**Texte proposé**
Condamner celui qui a transgressé la loi morale, c’est
le faire bénéficier du bon discernement de tous, c’est
le considérer comme digne de l’exigence humaine la
plus haute.
Hegel ira plus loin que Kant. Peu
importe le contenu des lois, ce qui est absolu, c’est la Loi
elle-même car seul l’État et donc ses institutions
garantissent la liberté des individus.
2) La pensée sociétaire-réaliste
Elle se veut purement pragmatique.
Il faut s’organiser pour vivre en société. Celle-ci
repose sur l’adhésion de gré ou de force à
des valeurs communes. Si on ne joue pas le jeu, la Société
vous rejette, ce qui signifie qu’elle vous tue ou vous bannit
hors de la communauté (en exil ou en prison). La Justice
doit conforter chacun dans l’idée que la Société
le protège s’il respecte ses règles, lesquelles
varient suivant les pays, les époques, les modes.
On corrige un criminel comme on corrige,
chez ces gens-là, un chien ou un enfant. Pour lui apprendre. La peur de la correction ne fonctionne
que sur les plus conformistes et les plus fragiles. Dans le domaine
de la délinquance, elle agit en sens contraire : les
« durs », à plus forte raison les plus
rebelles, affirment très fort qu’ils n’ont pas
peur de la punition. Il est vrai qu’elle les stimule souvent.
À pragmatique, pragmatique et demi : ce qui compte, c’est
de ne pas se faire prendre, de jouer serré. Car il s’agit
d’un jeu.
Dans la vision sociétaire-réaliste,
pour vivre en harmonie, chacun doit respecter les règles,
évidemment contingentes et conventionnelles, le fameux contrat
social. C’est bien joli de nous parler de siècle en
siècle de règle du jeu, mais il y a toujours eu des
individus que ce jeu n’intéressait pas. Ils peuvent
assurément s’abstenir de lire sur une chaise-longue
au milieu du terrain de rugby comme éviter de manger leur
casse-croûte sur la table de bridge. Mais où pourraient-ils donc aller dès
lors que la planète tout entière n’est qu’un
immense terrain de rugby ou une table de bridge où se déroule
une partie sans fin ?
Mais c’est le type de remarque
qui ne peut ébranler les sociétaires-réalistes.
Car tant pis pour les rares asociaux : la seule chose qui compte
c’est la Société qui a une vie, une vie qu’il
faut préserver, elle peut en effet mourir, être remplacée
par une autre. La Société est composée d’individus-fourmis
qui n’ont d’autre raison d’être que celle
de lui appartenir.
Réalistes, beaucoup de sociétaires
constatent que les conditions de vie modifient le comportement des
délinquants. Ils peuvent aussi bien entourer de chevaux de
frise un « quartier difficile » et renforcer
la police par des troupes militaires qu’y mettre des éducateurs,
y développer l’aide scolaire, y construire une salle
de concert et faire effectivement baisser ainsi le taux de la délinquance.

**Matériel fourni**
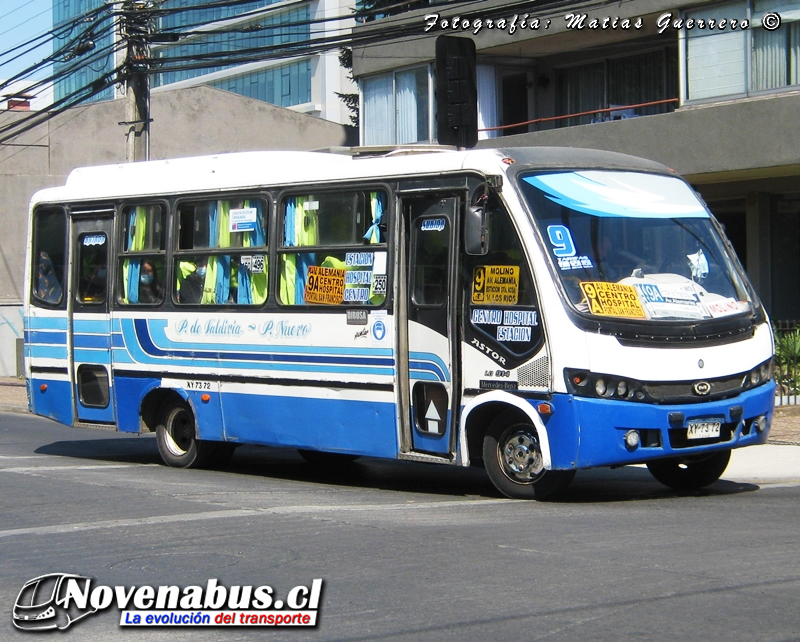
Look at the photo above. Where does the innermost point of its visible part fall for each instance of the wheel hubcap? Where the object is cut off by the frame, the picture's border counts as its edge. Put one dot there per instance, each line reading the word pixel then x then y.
pixel 521 457
pixel 180 432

**Travail à faire**
a. D'après le texte sur la justice et la punition, de quoi la Société est-elle composée selon la vision sociétaire-réaliste ?
b. Écrivez la suite du texte sur la justice et la punition, à partir de sa dernière phrase.

**Liste des réponses**
a. D'individus-fourmis qui n'ont d'autre raison d'être que celle de lui appartenir.

b.
Les sociétaires-réalistes
veulent l’efficacité, c’est pourquoi le crime
ni le criminel n’ont, en soi, aucune importance. À
tel point qu’ils ne voient aucun inconvénient à
faire entrer dans le Droit ce que, dans ce domaine précis,
l’on peut considérer comme une pure aberration : le
concept de dangerosité. On en arrive à punir des individus
susceptibles d’agir dans un sens que réprouve
la Société. Les sociétaires-réalistes
placent de grands espoirs dans les progrès de la génétique.
À première vue, ils
semblent très opposés aux légalistes. Pourtant
existe un point de jonction : la Société est le Grand
Tout dont les individus ne sont que les parties. Elle est aujourd’hui
aussi sacrée que l’était l’idée
de Dieu, elle est l’Absolu et la Loi est son émanation.
C’est l’échec de l’athéisme.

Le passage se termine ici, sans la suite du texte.